= Aim of the exercise =
Please identify every line below that contains the string "walkway" and copy each of those lines. Case counts, so only matches with the same capitalization qualify.

= Data for this task =

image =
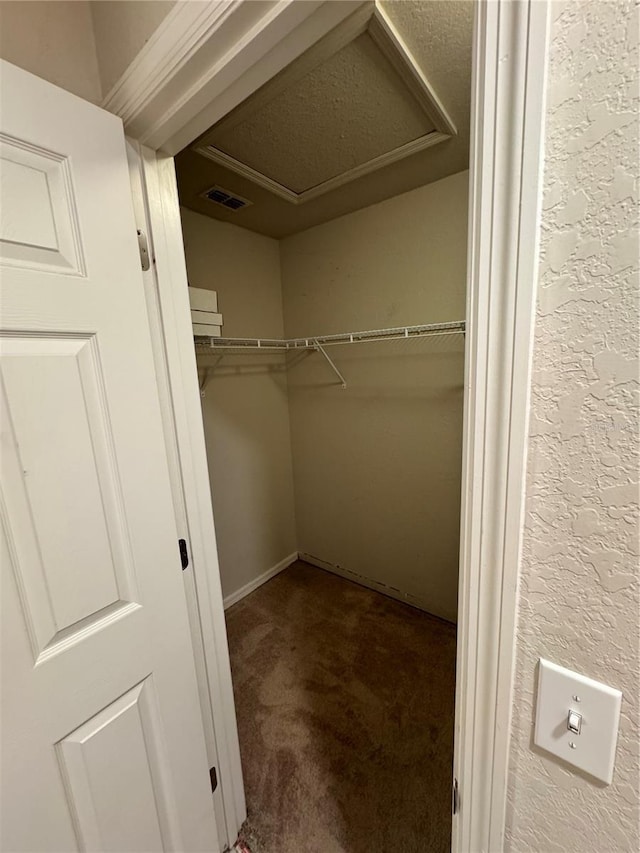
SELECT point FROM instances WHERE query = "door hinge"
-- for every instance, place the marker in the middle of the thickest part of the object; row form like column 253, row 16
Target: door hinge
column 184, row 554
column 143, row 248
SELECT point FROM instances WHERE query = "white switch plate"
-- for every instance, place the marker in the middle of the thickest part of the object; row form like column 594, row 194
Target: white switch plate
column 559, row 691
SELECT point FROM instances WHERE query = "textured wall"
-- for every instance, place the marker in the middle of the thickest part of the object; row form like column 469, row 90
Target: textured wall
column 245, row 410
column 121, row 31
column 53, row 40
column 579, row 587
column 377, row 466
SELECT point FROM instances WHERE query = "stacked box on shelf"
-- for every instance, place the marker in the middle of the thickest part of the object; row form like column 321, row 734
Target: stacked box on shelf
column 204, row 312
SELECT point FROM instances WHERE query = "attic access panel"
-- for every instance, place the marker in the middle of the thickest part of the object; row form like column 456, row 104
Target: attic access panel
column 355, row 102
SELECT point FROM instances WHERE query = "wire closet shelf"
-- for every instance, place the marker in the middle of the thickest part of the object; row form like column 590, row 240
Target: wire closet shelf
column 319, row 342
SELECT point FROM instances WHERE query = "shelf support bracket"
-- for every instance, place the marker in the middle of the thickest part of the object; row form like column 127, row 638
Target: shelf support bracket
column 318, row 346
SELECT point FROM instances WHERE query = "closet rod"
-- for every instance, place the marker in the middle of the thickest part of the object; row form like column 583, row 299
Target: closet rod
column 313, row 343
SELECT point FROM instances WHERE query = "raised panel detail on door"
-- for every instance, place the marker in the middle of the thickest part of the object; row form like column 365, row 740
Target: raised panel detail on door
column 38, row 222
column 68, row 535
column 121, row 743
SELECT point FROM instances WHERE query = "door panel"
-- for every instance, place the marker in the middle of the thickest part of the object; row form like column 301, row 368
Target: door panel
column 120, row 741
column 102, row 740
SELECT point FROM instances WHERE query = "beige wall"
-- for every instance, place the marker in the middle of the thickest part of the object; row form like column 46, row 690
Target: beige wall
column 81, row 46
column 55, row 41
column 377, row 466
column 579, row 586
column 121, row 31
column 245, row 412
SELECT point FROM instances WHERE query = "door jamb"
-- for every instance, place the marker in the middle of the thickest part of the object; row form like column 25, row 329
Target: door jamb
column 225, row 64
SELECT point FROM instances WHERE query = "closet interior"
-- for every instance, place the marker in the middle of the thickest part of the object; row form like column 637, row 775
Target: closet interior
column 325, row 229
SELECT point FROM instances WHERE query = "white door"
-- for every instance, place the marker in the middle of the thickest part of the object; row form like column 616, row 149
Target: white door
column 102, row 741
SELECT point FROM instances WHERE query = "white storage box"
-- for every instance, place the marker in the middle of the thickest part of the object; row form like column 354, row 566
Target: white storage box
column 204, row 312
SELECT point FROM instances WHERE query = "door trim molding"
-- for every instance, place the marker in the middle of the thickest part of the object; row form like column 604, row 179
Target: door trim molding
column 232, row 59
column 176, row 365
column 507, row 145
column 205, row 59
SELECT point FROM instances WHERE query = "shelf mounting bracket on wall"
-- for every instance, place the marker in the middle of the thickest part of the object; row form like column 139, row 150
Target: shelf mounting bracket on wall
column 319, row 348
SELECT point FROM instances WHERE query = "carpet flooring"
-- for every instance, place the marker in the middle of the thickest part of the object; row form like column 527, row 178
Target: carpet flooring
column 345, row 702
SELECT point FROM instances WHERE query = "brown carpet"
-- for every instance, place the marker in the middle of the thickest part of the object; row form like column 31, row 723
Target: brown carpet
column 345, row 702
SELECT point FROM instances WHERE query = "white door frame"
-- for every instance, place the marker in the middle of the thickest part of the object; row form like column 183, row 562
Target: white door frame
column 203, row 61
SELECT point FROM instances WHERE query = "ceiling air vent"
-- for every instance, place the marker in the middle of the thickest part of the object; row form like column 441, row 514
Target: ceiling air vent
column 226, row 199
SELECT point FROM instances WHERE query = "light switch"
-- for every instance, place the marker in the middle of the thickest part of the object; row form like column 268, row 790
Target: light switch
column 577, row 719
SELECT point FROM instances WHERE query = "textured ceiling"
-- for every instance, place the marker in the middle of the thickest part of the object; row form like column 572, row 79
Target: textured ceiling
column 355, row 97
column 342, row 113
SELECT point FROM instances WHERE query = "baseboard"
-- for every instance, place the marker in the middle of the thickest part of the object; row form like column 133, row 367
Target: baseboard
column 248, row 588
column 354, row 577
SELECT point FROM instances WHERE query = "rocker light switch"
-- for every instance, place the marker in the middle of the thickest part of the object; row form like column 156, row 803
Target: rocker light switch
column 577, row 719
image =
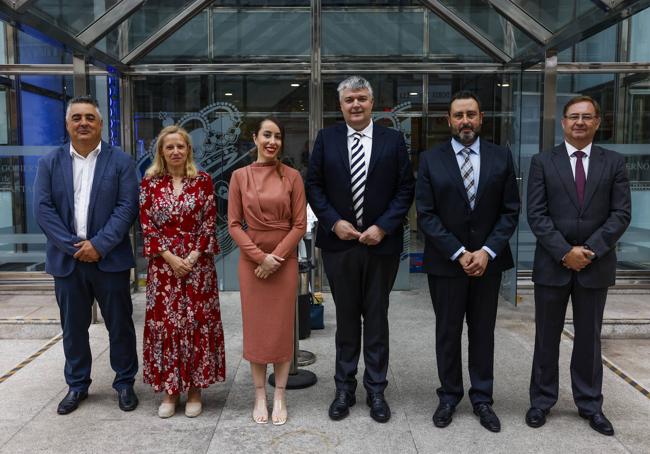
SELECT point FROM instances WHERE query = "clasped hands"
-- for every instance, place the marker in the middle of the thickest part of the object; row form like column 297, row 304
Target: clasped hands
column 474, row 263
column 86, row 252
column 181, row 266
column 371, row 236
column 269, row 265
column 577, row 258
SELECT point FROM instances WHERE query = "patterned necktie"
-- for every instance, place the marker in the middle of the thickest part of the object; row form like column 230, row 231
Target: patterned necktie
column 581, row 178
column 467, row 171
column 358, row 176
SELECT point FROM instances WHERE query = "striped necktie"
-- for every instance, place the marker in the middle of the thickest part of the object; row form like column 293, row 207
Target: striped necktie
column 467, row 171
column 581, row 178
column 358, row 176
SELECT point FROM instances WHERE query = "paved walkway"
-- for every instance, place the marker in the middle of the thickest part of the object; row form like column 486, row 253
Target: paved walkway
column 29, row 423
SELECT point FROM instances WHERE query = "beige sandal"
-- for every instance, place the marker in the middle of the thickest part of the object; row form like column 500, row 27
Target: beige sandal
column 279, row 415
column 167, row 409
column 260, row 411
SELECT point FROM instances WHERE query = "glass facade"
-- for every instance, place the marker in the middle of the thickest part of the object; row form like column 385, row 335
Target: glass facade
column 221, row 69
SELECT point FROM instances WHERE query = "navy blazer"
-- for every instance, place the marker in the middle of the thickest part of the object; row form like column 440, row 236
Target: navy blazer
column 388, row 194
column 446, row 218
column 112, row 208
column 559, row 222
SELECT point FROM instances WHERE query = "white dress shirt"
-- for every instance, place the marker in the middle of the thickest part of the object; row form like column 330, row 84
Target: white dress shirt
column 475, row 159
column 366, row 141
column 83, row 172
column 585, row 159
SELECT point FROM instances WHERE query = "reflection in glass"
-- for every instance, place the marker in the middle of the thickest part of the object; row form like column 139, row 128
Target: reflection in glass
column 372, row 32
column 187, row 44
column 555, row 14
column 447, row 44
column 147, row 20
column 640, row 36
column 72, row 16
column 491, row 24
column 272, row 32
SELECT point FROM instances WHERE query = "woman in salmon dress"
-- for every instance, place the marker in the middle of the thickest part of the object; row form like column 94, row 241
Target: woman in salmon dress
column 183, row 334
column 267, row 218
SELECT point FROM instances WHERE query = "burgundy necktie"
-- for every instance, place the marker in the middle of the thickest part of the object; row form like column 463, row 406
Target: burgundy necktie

--

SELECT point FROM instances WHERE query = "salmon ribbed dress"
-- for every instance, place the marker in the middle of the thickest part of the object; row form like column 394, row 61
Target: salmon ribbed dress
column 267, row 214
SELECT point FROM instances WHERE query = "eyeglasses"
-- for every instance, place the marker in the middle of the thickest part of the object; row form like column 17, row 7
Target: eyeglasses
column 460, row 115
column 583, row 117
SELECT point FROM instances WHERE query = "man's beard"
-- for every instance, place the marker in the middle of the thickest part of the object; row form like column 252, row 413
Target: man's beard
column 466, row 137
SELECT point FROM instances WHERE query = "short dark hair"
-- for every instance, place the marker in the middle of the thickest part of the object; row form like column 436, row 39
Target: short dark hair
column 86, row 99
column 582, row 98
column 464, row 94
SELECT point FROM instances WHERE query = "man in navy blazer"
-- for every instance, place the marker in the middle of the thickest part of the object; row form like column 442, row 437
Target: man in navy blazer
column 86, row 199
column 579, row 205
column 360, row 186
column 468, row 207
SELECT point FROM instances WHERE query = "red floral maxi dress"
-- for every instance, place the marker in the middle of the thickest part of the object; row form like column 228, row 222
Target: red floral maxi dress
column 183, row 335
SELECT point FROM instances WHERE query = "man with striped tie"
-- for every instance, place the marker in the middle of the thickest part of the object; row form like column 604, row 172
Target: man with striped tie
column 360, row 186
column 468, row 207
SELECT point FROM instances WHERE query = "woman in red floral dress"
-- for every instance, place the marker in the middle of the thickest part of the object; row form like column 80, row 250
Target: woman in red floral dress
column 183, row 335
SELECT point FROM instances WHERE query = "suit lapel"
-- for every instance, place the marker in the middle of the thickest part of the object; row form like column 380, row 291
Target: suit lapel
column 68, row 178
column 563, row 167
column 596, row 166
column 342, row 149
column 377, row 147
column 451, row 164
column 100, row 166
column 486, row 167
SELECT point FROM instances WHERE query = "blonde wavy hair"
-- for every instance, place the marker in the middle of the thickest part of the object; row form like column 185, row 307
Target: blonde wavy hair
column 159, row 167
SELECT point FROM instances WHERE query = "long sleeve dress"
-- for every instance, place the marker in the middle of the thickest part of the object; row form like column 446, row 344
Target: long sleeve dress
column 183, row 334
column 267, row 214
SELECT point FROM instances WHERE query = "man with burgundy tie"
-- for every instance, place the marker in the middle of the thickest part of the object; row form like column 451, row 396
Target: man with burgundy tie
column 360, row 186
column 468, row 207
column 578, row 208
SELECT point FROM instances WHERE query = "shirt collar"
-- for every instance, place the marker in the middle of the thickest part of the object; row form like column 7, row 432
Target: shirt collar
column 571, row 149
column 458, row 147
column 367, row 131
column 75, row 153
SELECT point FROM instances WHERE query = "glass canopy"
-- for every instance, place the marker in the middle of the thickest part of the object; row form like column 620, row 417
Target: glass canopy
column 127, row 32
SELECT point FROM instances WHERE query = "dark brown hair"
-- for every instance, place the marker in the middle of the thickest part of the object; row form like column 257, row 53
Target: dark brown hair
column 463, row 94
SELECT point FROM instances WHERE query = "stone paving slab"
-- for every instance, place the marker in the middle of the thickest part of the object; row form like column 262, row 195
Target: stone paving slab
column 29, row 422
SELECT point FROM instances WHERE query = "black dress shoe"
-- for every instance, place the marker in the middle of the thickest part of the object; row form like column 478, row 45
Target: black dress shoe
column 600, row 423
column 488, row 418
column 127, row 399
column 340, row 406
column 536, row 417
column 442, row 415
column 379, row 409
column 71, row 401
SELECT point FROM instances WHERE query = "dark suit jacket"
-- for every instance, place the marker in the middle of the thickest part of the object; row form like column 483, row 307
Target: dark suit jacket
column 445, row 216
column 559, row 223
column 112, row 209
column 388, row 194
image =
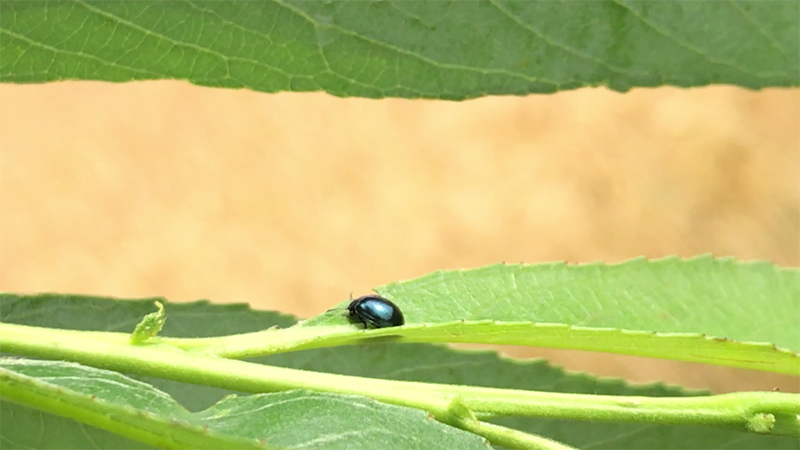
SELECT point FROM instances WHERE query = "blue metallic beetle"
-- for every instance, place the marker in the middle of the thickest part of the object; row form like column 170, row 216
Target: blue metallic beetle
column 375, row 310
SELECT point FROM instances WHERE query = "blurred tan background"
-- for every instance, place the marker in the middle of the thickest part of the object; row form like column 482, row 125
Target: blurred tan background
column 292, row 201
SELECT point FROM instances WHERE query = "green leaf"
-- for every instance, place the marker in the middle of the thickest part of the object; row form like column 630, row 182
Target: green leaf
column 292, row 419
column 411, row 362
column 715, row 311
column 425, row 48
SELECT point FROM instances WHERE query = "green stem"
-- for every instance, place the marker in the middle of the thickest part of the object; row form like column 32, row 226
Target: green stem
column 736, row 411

--

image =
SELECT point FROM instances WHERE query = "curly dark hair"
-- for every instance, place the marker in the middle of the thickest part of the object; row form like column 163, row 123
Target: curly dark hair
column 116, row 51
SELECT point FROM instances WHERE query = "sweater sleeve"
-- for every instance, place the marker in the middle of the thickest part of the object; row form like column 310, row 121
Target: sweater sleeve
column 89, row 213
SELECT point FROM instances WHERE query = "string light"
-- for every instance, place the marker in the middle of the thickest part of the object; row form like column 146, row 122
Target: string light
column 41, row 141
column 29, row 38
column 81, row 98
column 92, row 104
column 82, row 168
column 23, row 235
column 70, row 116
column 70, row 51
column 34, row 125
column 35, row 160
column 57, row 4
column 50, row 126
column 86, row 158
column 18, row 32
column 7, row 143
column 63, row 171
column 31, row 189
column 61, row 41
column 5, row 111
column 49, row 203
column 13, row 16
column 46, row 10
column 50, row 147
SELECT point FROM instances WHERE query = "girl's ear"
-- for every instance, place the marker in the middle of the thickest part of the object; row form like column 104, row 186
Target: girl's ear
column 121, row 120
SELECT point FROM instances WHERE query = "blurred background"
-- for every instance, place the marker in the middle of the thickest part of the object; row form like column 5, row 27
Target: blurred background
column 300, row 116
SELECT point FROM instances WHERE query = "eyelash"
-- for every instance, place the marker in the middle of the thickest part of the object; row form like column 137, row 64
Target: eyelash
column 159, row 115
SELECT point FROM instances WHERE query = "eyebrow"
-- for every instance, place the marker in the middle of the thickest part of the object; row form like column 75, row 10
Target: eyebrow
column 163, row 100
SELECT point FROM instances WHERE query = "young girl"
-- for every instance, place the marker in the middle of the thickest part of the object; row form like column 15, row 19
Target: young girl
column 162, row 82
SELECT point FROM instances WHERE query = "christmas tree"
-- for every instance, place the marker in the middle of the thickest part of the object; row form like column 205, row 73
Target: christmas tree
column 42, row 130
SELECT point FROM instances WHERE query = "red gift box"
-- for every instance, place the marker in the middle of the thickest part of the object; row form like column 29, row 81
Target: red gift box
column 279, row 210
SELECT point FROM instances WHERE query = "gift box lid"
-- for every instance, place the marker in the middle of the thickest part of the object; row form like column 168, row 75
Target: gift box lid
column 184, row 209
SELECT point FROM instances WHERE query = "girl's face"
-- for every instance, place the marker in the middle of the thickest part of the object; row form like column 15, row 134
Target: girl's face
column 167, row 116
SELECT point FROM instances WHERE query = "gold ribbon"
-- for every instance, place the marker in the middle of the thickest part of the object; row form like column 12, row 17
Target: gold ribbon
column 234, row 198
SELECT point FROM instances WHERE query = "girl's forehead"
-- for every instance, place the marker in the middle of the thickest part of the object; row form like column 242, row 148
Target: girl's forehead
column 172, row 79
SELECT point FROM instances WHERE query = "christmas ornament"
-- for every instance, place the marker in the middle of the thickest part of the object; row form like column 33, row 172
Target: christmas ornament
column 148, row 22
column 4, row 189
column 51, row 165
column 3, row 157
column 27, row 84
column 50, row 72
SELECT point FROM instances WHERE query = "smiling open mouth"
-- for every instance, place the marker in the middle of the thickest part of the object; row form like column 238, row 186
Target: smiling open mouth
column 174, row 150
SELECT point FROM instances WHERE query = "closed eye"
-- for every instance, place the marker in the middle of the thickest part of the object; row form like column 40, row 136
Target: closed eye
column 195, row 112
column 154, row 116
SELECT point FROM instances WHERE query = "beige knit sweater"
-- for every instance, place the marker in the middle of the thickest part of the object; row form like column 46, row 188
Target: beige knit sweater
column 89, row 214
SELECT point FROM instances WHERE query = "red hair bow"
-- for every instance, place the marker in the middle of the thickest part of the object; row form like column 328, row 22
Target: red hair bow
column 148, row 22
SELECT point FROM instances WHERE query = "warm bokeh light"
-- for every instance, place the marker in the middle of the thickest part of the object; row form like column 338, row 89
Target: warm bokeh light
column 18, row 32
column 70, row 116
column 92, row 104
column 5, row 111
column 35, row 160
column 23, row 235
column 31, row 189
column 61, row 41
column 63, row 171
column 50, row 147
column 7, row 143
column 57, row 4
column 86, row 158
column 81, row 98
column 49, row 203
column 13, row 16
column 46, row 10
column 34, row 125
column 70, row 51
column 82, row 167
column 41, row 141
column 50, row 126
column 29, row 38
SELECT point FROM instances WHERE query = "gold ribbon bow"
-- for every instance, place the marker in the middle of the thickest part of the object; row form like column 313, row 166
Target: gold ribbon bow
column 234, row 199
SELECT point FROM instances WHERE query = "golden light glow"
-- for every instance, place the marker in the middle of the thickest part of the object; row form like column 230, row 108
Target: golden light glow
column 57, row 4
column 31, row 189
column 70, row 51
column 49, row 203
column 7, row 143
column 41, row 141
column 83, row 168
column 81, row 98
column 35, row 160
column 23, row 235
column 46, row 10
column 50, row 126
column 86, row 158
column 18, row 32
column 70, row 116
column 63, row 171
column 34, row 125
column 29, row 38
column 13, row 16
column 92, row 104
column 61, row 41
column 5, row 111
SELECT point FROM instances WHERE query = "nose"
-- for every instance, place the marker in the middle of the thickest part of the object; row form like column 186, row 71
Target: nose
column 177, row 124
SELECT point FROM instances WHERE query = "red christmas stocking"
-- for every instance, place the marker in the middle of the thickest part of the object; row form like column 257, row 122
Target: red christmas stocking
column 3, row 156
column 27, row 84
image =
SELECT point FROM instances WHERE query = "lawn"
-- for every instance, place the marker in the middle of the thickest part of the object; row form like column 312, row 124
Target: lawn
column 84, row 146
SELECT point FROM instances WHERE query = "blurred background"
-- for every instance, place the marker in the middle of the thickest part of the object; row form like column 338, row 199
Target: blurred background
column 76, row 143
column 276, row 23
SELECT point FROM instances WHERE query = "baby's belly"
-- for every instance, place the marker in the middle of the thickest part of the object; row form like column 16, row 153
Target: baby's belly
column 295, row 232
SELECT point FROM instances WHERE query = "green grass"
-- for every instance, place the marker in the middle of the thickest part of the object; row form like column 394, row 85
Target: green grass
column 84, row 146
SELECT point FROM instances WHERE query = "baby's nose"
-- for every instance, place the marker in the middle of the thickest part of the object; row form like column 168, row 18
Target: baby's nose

= The result =
SELECT point FROM instances WHERE query = "paved walkway"
Target: paved walkway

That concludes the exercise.